- [Wat er gevraagd wordt]:
(1) Neem uit het fragment over de strafoplegging het stuk van "Bij de strafoplegging" tot en met "niet was overschreden." woordelijk over.
(2) Ga verder met het fragment over de strafoplegging door de rechtbank, aansluitend op de laatste zin die er staat.

Uit het over verdachte opgemaakte reclasseringsrapport komt naar voren dat de reclassering naar aanleiding van de onderhavige strafzaak problemen signaleert op vrijwel alle leefgebieden, waardoor er sprake is van een instabiel leven. Positief is dat verdachte op vrijwillige basis hulp heeft gezocht bij Synaeda GGZ te Sneek voor de psychische problemen die hij ervaart naar aanleiding van de onderhavige zaak. De reclassering schat de kans op recidive in als laag-gemiddeld en adviseert aan verdachte een onvoorwaardelijke taakstraf op te leggen.
De rechtbank is van oordeel dat de ernst van deze strafbare feiten, mede gelet op de LOVS-oriëntatiepunten die de rechtbank hanteert, in beginsel een onvoorwaardelijke gevangenisstraf rechtvaardigt. De rechtbank ziet echter in de persoonlijke omstandigheden van verdachte en de (indirecte) gevolgen die verdachte al heeft ondervonden van de onderhavige strafzaak aanleiding te volstaan met een voorwaardelijke gevangenisstraf in combinatie met een onvoorwaardelijke taakstraf.
Bij de strafoplegging houdt de rechtbank er rekening mee dat sprake is van overschrijding van de redelijke termijn als bedoeld in artikel 6, eerste lid, van het EVRM, nu meer dan twee jaren zijn verstreken sinds het moment waarop verdachte in verzekering is gesteld, vanaf welk moment verdachte in redelijkheid kon verwachten dat tegen hem een strafvervolging zou worden ingesteld. De rechtbank zal ter compensatie verdachte een lagere straf opleggen dan zij zou hebben opgelegd indien de termijn niet was overschreden.

- [Vastgelegde gegevens]:
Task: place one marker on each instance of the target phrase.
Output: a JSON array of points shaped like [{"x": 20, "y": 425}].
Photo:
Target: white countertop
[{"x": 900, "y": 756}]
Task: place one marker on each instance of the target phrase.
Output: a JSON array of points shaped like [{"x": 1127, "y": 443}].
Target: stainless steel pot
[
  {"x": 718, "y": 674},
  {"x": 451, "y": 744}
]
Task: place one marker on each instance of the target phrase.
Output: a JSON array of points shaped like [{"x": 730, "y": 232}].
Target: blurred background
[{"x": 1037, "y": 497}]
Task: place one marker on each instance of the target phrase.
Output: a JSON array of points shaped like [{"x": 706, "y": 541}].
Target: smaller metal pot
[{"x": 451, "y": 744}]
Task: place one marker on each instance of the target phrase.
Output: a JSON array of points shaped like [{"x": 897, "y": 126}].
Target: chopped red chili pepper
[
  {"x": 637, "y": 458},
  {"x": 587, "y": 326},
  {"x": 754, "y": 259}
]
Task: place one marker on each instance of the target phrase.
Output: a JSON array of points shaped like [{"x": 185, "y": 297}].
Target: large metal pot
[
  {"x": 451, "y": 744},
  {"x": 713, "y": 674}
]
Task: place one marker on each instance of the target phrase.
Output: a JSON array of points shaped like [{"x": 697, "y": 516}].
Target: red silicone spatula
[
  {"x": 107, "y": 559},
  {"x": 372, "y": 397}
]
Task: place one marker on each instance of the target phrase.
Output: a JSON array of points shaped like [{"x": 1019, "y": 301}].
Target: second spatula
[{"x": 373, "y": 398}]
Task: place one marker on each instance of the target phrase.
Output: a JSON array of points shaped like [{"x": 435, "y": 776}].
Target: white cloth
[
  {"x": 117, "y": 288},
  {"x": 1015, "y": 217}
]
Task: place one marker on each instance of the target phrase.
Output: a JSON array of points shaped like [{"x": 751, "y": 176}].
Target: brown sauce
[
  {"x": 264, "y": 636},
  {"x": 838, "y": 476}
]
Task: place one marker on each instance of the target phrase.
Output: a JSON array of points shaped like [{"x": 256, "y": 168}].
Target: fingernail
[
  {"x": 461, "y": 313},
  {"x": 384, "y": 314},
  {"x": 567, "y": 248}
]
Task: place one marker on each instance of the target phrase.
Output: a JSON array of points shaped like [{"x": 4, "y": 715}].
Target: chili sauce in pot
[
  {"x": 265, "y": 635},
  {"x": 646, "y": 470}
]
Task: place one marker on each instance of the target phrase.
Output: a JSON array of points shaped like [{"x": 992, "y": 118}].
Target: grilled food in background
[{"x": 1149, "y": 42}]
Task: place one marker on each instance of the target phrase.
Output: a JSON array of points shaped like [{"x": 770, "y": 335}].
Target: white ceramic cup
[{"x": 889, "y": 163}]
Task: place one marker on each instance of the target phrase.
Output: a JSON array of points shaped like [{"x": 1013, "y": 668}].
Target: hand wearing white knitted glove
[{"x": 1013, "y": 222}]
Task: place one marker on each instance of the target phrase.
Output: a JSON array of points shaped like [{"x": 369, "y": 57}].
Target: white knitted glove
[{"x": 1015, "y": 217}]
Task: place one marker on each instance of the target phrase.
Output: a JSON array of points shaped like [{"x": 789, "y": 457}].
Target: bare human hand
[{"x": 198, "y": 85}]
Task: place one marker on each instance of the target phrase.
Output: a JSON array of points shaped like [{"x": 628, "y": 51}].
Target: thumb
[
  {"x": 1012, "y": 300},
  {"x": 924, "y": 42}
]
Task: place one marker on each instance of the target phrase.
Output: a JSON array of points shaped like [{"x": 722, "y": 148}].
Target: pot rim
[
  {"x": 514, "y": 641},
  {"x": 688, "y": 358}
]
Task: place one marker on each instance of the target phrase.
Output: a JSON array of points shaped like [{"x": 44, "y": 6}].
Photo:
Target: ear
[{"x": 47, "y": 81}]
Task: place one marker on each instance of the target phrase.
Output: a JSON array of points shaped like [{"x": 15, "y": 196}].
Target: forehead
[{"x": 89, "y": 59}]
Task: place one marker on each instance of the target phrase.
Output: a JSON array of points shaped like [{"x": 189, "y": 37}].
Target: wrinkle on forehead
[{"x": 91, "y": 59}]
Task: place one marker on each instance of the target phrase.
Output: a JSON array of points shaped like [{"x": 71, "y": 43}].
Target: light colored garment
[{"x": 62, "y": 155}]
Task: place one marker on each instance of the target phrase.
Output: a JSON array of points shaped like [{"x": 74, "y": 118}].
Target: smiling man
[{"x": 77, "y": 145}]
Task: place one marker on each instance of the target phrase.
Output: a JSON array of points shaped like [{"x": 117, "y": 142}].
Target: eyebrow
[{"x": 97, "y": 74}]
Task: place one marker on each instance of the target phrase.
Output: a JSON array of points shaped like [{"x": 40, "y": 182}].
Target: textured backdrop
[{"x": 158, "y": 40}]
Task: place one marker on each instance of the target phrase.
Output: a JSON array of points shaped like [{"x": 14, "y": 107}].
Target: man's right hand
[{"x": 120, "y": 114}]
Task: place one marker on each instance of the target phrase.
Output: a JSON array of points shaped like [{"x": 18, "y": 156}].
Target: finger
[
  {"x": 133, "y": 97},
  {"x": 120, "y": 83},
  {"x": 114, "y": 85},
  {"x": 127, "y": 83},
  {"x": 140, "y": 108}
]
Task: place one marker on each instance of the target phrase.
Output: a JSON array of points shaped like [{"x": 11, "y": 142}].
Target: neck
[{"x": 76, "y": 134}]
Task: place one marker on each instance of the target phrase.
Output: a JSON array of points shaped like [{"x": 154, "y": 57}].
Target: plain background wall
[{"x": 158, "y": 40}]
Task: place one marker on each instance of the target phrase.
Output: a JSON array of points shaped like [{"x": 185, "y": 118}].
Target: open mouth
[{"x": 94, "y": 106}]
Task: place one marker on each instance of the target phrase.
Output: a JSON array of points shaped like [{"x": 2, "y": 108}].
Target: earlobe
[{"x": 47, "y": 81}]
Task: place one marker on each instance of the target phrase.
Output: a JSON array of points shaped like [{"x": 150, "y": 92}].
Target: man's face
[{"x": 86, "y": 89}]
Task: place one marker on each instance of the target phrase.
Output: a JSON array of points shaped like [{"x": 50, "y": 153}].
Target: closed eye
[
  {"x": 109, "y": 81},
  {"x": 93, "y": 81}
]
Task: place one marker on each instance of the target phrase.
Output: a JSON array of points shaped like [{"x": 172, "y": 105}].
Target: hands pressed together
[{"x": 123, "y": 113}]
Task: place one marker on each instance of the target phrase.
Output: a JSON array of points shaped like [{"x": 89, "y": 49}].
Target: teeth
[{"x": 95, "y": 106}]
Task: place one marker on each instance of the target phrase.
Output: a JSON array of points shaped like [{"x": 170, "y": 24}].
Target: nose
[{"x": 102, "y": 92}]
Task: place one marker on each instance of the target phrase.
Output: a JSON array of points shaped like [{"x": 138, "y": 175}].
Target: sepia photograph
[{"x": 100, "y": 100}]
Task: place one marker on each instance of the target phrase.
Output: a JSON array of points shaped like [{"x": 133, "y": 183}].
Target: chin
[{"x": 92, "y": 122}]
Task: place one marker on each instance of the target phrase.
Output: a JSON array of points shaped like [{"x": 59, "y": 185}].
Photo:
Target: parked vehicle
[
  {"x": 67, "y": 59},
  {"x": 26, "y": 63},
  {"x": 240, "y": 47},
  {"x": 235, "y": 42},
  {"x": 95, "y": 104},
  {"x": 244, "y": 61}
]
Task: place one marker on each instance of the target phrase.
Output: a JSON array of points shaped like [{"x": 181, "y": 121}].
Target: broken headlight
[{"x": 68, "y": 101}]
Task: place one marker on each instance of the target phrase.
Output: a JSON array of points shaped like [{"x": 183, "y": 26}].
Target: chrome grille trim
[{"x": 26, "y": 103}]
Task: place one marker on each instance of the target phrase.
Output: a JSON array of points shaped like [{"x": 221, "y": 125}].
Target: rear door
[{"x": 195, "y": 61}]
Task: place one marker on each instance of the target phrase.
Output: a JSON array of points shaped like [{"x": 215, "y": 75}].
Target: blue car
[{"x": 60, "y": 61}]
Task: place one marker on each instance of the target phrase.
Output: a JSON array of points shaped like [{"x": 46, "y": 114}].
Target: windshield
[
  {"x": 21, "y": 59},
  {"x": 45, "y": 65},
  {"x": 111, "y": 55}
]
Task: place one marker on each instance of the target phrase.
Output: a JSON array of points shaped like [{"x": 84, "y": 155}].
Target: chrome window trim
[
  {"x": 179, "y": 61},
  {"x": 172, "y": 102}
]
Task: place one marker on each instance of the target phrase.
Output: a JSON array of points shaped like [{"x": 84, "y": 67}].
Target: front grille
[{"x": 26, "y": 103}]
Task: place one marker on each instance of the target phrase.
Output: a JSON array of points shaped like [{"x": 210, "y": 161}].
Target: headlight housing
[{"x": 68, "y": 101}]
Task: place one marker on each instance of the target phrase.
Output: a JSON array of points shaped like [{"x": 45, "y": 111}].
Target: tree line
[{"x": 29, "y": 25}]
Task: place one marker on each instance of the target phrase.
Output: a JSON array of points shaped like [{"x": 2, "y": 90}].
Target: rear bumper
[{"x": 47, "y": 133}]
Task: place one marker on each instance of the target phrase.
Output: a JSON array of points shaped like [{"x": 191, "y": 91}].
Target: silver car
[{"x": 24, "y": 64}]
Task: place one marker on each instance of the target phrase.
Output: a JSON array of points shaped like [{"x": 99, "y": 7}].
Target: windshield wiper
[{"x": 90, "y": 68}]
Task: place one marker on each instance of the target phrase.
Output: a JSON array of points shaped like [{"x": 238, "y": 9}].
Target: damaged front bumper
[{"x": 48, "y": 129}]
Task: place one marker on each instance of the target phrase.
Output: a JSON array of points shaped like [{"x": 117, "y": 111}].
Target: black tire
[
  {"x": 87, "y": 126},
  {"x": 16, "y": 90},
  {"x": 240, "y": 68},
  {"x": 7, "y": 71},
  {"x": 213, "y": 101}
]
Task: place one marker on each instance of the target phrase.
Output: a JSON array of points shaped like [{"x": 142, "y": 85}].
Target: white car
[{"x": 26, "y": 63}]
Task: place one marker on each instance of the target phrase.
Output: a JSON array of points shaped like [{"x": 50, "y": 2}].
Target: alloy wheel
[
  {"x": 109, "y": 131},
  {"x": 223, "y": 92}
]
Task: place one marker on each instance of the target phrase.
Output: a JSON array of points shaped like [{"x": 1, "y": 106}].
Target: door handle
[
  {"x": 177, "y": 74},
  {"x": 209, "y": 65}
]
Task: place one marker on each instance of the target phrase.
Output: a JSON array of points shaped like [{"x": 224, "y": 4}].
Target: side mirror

- [Resultaten per taak]:
(1)
Bij de strafoplegging houdt de rechtbank er rekening mee dat sprake is van overschrijding van de redelijke termijn als bedoeld in artikel 6, eerste lid, van het EVRM, nu meer dan twee jaren zijn verstreken sinds het moment waarop verdachte in verzekering is gesteld, vanaf welk moment verdachte in redelijkheid kon verwachten dat tegen hem een strafvervolging zou worden ingesteld. De rechtbank zal ter compensatie verdachte een lagere straf opleggen dan zij zou hebben opgelegd indien de termijn niet was overschreden.

(2)
Alles overwegende is de rechtbank van oordeel dat een voorwaardelijke gevangenisstraf van na te noemen duur en een taakstraf van na te noemen duur passend en geboden zijn.

Toepassing van wetsartikelen

De rechtbank heeft gelet op de artikelen 14a, 14b, 14c, 22c, 22d, 47, 57, 311 van het Wetboek van Strafrecht, de artikelen 3 en 11 van de Opiumwet en de artikelen 26 en 55 van de Wet wapens en munitie, zoals deze artikelen golden ten tijde van het bewezenverklaarde.

Uitspraak

De rechtbank

Verklaart het onder 1 primair, 2 primair en 3 ten laste gelegde bewezen, te kwalificeren en strafbaar zoals voormeld en verdachte daarvoor strafbaar.
Verklaart niet bewezen hetgeen aan verdachte meer of anders is ten laste gelegd dan het bewezen verklaarde en spreekt verdachte daarvan vrij.
Veroordeelt verdachte tot:

een gevangenisstraf voor de duur van 2 maanden.

Bepaalt dat deze gevangenisstraf
nietzal worden
ten uitvoer gelegd, tenzij de rechter later anders mocht gelasten, op grond dat de veroordeelde zich voor het einde van een
proeftijd, welke hierbij wordt vastgesteld op 2 jaren, aan een strafbaar feit heeft schuldig gemaakt.

Een taakstraf voor de duur van 200 uren.

Beveelt dat voor het geval de veroordeelde de taakstraf niet naar behoren verricht, vervangende hechtenis voor de duur van 100 dagen zal worden toegepast.
Beveelt dat de tijd door de veroordeelde vóór de tenuitvoerlegging van deze uitspraak in verzekering heeft doorgebracht, bij de uitvoering van de opgelegde taakstraf geheel in mindering zal worden gebracht naar de maatstaf van 2 uren per dag inverzekeringstelling.
Dit vonnis is gewezen door mr. M. Haisma, voorzitter, mr. F.J. Agema en
mr. R.J.L. Timmer, rechters, bijgestaan door mr. C.A.C. Thiadens, griffier, en uitgesproken ter openbare terechtzitting van deze rechtbank op 11 augustus 2017.

Voetnoten

1.Hof Amsterdam 26 oktober 2016. ECLI:NL:GHAMS:2016:4251. Niet alleen een beroep op het zwijgrecht kan onder bepaalde omstandigheden in het nadeel van verdachte werken, ook het moment waarop de verdachte een verklaring aflegt kan van belang zijn.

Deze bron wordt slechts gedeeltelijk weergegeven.